— Consignes de travail —
1/ Recopiez le listing depuis la ligne contenant « point: the cow's tail, center » jusqu'à la fin du listing, en remplaçant « on its own line » par « on a separate line » sans rien modifier d'autre.
2/ Prolongez le texte sur la société de Saint-Pierre et Miquelon à partir de sa dernière phrase.
___ Texte fourni
Une société en perte de repères

La société locale fonctionne à deux vitesses. Mais qui ose l’avouer ? La nouvelle s’est répandue en cette fin de novembre 2002 que de nombreuses interpellations ont lieu à cause de la drogue. Et un pote de fumeur de joints de s’indigner : « on ferait mieux d’arrêter ceux qui pompent l’Etat sans se poser de questions ! » (propos entendus dans un bar) Réaction excessive, certes, mais bien humaine, après tout. Les récents déballages sur les marchés publics et les indemnités des élus ont troublé les esprits et la révolte mine les cœurs. L’impuissance est alors , chez ceux qui ne trouvent pas leur compte dans une société aux valeurs faussées, source d’animosité contre ceux qu’ils qualifient de « nantis » et qui se permettent des excès de conduite vus comme plus sérieux que le pétard aux lèvres.

Comment alors combler ce fossé ?

Saint-Pierre et Miquelon n’échappe pas à la recherche éperdue des paradis artificiels au sein d’une société déboussolée. La surconsommation effrénée n’est pas facteur d’équilibre et une frange non négligeable de la communauté – jeune et moins jeune -, est en déshérence. La leçon de morale ne fait rien à l’affaire quand l’idéal n’est plus au bout du chemin.
______
___ Matériel fourni
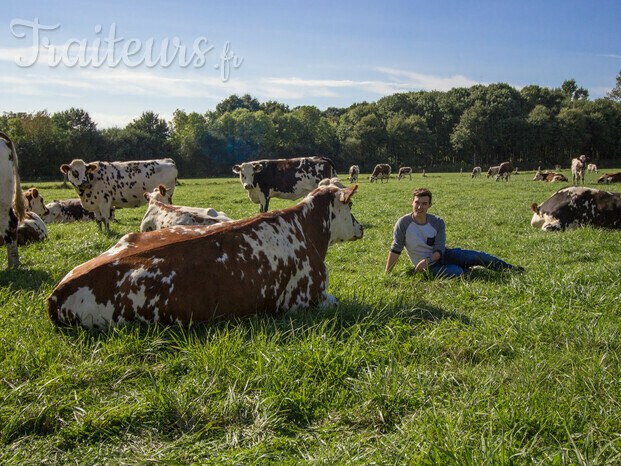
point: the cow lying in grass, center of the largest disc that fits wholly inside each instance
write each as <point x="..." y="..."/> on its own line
<point x="268" y="263"/>
<point x="161" y="214"/>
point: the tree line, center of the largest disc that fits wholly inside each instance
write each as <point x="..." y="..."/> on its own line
<point x="432" y="130"/>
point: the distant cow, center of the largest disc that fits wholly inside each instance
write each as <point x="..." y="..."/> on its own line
<point x="549" y="177"/>
<point x="30" y="230"/>
<point x="104" y="185"/>
<point x="381" y="172"/>
<point x="354" y="171"/>
<point x="504" y="171"/>
<point x="578" y="167"/>
<point x="160" y="214"/>
<point x="180" y="275"/>
<point x="493" y="171"/>
<point x="405" y="171"/>
<point x="282" y="178"/>
<point x="574" y="206"/>
<point x="12" y="201"/>
<point x="610" y="178"/>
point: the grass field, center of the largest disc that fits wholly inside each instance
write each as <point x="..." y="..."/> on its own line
<point x="493" y="368"/>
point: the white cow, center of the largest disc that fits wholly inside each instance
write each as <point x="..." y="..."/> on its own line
<point x="161" y="214"/>
<point x="12" y="201"/>
<point x="104" y="185"/>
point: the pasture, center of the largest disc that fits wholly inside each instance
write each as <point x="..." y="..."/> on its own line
<point x="493" y="367"/>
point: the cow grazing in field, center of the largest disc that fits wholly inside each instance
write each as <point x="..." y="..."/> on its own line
<point x="610" y="178"/>
<point x="282" y="178"/>
<point x="30" y="230"/>
<point x="269" y="263"/>
<point x="381" y="172"/>
<point x="104" y="185"/>
<point x="549" y="177"/>
<point x="578" y="167"/>
<point x="160" y="214"/>
<point x="493" y="171"/>
<point x="574" y="206"/>
<point x="504" y="171"/>
<point x="12" y="200"/>
<point x="354" y="172"/>
<point x="405" y="171"/>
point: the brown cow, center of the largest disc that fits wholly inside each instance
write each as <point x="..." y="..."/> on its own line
<point x="610" y="178"/>
<point x="268" y="263"/>
<point x="381" y="172"/>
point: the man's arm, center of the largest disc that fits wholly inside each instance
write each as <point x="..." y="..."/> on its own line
<point x="393" y="257"/>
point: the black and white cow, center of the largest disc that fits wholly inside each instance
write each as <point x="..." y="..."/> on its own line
<point x="282" y="178"/>
<point x="354" y="171"/>
<point x="380" y="172"/>
<point x="12" y="200"/>
<point x="104" y="185"/>
<point x="161" y="214"/>
<point x="573" y="206"/>
<point x="578" y="168"/>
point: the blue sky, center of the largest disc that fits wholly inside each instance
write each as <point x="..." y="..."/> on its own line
<point x="327" y="54"/>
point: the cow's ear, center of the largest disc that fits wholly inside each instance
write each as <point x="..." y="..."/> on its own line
<point x="347" y="193"/>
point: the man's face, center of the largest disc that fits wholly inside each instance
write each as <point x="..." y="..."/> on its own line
<point x="421" y="204"/>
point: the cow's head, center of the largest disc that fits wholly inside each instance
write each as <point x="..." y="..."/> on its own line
<point x="159" y="194"/>
<point x="246" y="173"/>
<point x="35" y="202"/>
<point x="77" y="172"/>
<point x="343" y="225"/>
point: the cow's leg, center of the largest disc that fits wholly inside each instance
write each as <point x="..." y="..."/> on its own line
<point x="10" y="239"/>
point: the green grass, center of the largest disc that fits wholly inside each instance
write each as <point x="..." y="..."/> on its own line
<point x="493" y="368"/>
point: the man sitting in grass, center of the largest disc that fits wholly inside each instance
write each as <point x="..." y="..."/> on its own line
<point x="423" y="236"/>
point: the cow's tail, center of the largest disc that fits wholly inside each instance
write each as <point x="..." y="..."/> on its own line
<point x="20" y="205"/>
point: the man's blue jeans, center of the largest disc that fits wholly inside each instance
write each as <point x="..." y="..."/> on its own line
<point x="454" y="261"/>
______
— Réponses rédigées —
1/
point: the cow's tail, center of the largest disc that fits wholly inside each instance
write each as <point x="..." y="..."/> on a separate line
<point x="20" y="205"/>
point: the man's blue jeans, center of the largest disc that fits wholly inside each instance
write each as <point x="..." y="..."/> on a separate line
<point x="454" y="261"/>

2/
En quoi peut-on se reconnaître aujourd’hui quand la voiture rutilante est par exemple le révélateur suprême de soi ? La fierté collective identitaire n’a-t-elle pas été sacrifiée sur le parking des égoïsmes ? La quête du privilège combinard immédiat a remplacé la construction initiatique de l’individu.

Terrible constat d’une vacuité du discours public dénué de projets fédérateurs, plus enclin à flatter l’avidité clientéliste qu’à révéler la grandeur d’une vie assumée dans sa complexité. Quand tout n’est qu’illusion, comment ne pas comprendre qu’on puisse se réfugier dans un bonheur illusoire ?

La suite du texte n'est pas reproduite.